> _Kutipan_
Xinjiang
 - Muslim Uighur di Cina tak tenang menjalankan ibadah puasa selama 
bulan Ramadan. Menurut juru bicara World Uighur Congress, Dilxadi 
Rexiti, para pejabat pemerintah berulang kali masuk ke rumah-rumah warga
 Uighur untuk memaksa mereka makan dan minum pada siang hari di bulan 
Ramadan.
Laporan lain oleh Uighur American Association (UAA) menyatakan 
pemilik restoran di Hotan wajib buka selama Ramadan. "Bahkan jika 
ditutup karena sedang melakukan perbaikan, mereka didenda," kata laporan
 UAA. 
Selain itu, Karamay Daily melaporkan, akses kaum Muslim masuk ke 
masjid dibatasi. Rexiti menyatakan, pengajian sepenuhnya dilarang dan 
tempat-tempat ibadah diawasi ketat, terutama di utara kota Karamay.
Pegawai pemerintah, dosen dan mahasiswa juga didenda jika berpuasa.

> _Petunjuk Pengerjaan_
Kutiplah tanpa perubahan bagian teks tentang puasa Muslim Uighur di Xinjiang dari "Selain itu, Karamay" sampai "utara kota Karamay.", termasuk kedua bagian itu.

> _Materi yang Disediakan_
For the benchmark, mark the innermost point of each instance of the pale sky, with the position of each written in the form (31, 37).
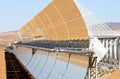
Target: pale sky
(16, 13)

> _Hasil Pengerjaan_
Selain itu, Karamay Daily melaporkan, akses kaum Muslim masuk ke 
masjid dibatasi. Rexiti menyatakan, pengajian sepenuhnya dilarang dan 
tempat-tempat ibadah diawasi ketat, terutama di utara kota Karamay.